═════ SELECTED TEXT ═════

Investment focuses on cutting-edge research into multi-specific therapeutics
Eli Lilly is to expand its existing biotechnology capabilities with a multi-million dollar investment that will further fuel research and development of multi-specific therapeutics, in which two or more distinct mechanisms of action are engineered in one molecule with the goal of providing enhanced efficacy with an improved safety profile.
Lilly already has several multi-specific therapeutics in preclinical development, including a co-agonist peptide being studied as a potential treatment for diabetes that is expected to enter clinical development by the end of this year. Lilly is hiring additional biochemists and biologists to further support its important work in multi-specific therapeutics. These new employees will work at Lilly's biotechnology facilities in Indianapolis and San Diego.
Multi-specific therapeutics are different from combination therapies. With combination therapies, molecules are administered separately to hit two or more targets that contribute to disease. With multi-specific therapeutics, two or more mechanisms of action are combined with molecular biology into a single molecule to hit these same targets. Scientists believe that they can design these novel molecules with protein engineering strategies that maximise therapeutic benefit while also minimising or even removing some side-effects.

═════ DATA EXTRACTS ═════

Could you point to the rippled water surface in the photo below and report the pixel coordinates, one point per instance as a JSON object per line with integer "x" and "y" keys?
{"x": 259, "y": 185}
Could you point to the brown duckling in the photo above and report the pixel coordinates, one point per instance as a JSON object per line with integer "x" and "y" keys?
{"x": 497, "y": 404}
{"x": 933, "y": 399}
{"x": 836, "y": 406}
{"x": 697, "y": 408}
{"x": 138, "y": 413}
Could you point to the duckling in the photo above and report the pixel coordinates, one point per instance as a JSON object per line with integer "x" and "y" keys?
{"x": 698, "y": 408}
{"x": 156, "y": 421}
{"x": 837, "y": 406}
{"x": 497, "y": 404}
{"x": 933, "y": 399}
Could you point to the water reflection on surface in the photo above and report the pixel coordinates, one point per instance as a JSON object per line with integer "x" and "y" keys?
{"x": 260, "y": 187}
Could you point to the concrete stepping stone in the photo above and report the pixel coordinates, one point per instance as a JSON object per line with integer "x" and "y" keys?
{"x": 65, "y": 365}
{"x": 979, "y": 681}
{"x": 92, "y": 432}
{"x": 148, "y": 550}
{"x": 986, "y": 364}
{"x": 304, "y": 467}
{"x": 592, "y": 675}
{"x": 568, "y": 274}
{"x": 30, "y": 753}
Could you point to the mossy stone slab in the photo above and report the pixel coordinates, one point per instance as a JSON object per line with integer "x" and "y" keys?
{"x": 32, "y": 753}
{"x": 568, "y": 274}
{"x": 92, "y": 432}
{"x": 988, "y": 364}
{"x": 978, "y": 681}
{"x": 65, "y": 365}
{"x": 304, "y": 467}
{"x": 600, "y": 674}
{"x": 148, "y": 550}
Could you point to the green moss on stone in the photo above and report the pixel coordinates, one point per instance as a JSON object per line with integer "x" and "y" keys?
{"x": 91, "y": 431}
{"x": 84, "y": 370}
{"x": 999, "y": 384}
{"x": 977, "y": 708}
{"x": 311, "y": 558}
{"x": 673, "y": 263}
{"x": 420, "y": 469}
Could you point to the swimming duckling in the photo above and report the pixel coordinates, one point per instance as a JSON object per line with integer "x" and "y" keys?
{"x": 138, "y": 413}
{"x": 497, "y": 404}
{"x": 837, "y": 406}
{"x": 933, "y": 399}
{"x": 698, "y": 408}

═════

◆ REQUIRED TASKS
[1] Answer these questions about the Lilly investment article, giving each answer on its own line with the same letter:
(a) In which two cities will the new employees work?
(b) Which disease is the co-agonist peptide being studied to treat?
(c) How are the molecules given in combination therapies?
[2] In the Lilly investment article, edit the passage between "Multi-specific therapeutics are" and "removing some side-effects.", inclusive, replacing "side-effects" with "adverse effects".
[3] Resume the Lilly investment article after its last sentence.

◆ SET OF ANSWERS
[1]
(a) Indianapolis and San Diego
(b) Diabetes
(c) They are administered separately.

[2]
Multi-specific therapeutics are different from combination therapies. With combination therapies, molecules are administered separately to hit two or more targets that contribute to disease. With multi-specific therapeutics, two or more mechanisms of action are combined with molecular biology into a single molecule to hit these same targets. Scientists believe that they can design these novel molecules with protein engineering strategies that maximise therapeutic benefit while also minimising or even removing some adverse effects.

[3]
‘In many therapeutic areas – for instance, diabetes and oncology – one medicine isn't enough for patients to manage their disease,’ said Dr Tom Bumol, vice president of biotechnology discovery research at Lilly. ‘With our extensive biologics experience, we can now engineer new therapies where one medicine essentially provides the benefit of two. This could produce real benefits for patients, healthcare professionals and payers.’
Lilly is utilising its extensive protein engineering expertise to make these multi-specific therapeutics function in a way that most benefits patients. This protein engineering expertise has been built internally in its Indianapolis biotechnology research group and through earlier acquisitions of Applied Molecular Evolution (AME). Lilly is also analysing its historic library of protein and antibody assets, a compilation of molecules from decades of research in Lilly Research Laboratories, AME and ImClone, to determine their potential to be engineered into multi-specific therapeutics.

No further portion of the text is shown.